┌────────

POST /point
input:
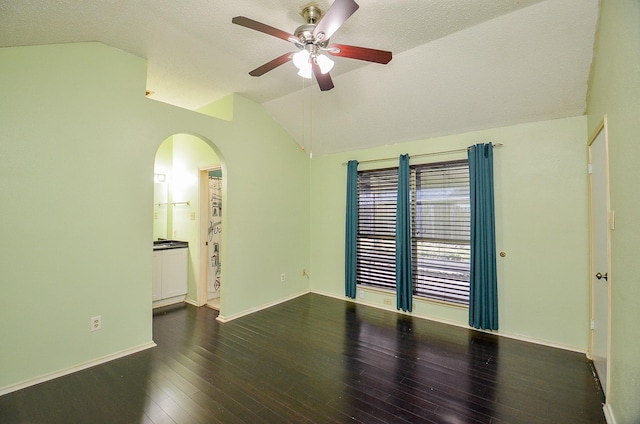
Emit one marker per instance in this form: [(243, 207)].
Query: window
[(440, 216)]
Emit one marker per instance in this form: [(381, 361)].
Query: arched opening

└────────
┌────────

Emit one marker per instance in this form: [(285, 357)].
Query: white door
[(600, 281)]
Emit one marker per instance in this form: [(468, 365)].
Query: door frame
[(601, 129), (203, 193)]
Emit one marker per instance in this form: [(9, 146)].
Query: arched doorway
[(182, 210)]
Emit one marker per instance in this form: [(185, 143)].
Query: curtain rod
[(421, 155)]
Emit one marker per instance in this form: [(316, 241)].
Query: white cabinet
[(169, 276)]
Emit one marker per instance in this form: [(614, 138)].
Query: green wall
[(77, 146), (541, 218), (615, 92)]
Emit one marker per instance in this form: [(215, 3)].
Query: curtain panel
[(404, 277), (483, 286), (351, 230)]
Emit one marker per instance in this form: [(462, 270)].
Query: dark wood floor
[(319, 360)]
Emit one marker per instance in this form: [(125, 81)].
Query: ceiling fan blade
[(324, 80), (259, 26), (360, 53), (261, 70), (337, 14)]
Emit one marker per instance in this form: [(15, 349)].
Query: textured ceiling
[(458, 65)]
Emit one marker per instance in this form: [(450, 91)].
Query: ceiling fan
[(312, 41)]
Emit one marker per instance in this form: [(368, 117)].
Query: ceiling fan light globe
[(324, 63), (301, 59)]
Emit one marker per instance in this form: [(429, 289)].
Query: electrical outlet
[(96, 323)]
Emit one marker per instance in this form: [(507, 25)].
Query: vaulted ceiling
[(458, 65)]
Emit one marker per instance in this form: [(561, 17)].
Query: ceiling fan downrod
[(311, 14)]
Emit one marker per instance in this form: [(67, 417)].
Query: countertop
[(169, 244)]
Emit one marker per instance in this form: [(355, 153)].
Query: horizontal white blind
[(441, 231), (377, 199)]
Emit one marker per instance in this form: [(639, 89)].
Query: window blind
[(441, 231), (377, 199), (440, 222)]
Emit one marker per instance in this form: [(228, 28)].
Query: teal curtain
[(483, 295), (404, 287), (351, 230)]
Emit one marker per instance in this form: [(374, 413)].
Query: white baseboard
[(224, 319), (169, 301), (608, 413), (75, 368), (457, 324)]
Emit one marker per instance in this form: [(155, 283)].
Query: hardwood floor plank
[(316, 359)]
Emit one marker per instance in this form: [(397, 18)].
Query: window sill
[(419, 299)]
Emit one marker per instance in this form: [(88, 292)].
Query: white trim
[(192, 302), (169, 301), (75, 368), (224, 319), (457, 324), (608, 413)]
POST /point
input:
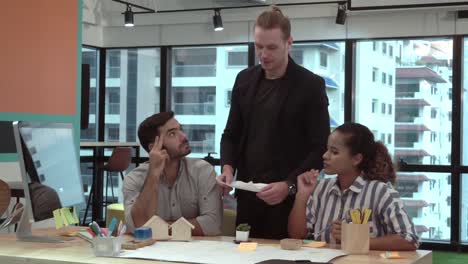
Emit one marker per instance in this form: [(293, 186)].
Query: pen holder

└────────

PROBLEM TO SOLVE: Exactly the lines starting at the one above with "Query: curtain rod" and ending at the one with "Query: pen holder" should be printed, and nothing else. Omit the pictures.

SOLUTION:
Query: curtain rod
[(421, 155)]
Emit one marker per instance in this form: [(316, 241)].
Query: white cabinet
[(169, 276)]
Emit one marker per instance in this form: [(614, 138)].
Query: green wall
[(77, 146), (541, 218), (615, 92)]
Emit one marker per instance in this form: [(215, 3)].
Query: curtain panel
[(404, 277), (483, 286), (351, 230)]
Emit one marker per instance in this form: [(462, 270)].
Query: dark wood floor
[(319, 360)]
Emit one marker per instance in this form: [(125, 81)].
Query: ceiling fan blade
[(324, 80), (259, 26), (360, 53), (261, 70), (337, 14)]
Emit one marker per instance in this form: [(15, 349)].
Query: textured ceiling
[(458, 65)]
Emit one marker per instance in this form: [(450, 91)].
Query: ceiling fan
[(312, 41)]
Emit one marker per instance in this form: [(368, 117)].
Query: ceiling fan light globe
[(324, 63), (301, 59)]
Emit one marker per instance in this form: [(429, 289)].
Query: electrical outlet
[(96, 323)]
Emit one marker per instance in this form: [(507, 25)].
Query: vaulted ceiling
[(458, 65)]
Emit one marker per instance in this form: [(561, 17)].
Query: ceiling fan downrod
[(311, 14)]
Emit one marker per instance in this form: [(67, 417)].
Query: countertop
[(169, 244)]
Emit one marker per instance in this form: [(355, 153)].
Query: horizontal white blind
[(441, 231), (377, 199)]
Emit one marker per instance in this form: [(639, 89)].
Query: window blind
[(441, 231), (377, 199), (440, 222)]
Emit one marker per instance in this form: [(228, 28)].
Query: teal curtain
[(483, 295), (404, 287), (351, 230)]
Emit one marker per instance in this form: [(374, 413)].
Query: white baseboard
[(224, 319), (169, 301), (608, 413), (75, 368), (457, 324)]
Emit one marker per instance in this form: [(155, 283)].
Query: hardwood floor plank
[(316, 359)]
Emit one marker per instance in this form: [(397, 18)].
Query: window sill
[(419, 299)]
Emit one marker per instance in this form: [(88, 292)].
Query: white trim
[(192, 302), (169, 301), (75, 368), (224, 319), (457, 324), (608, 413)]
POST /point
input:
Emit one marker per instance in this form: [(293, 186)].
Query: pen holder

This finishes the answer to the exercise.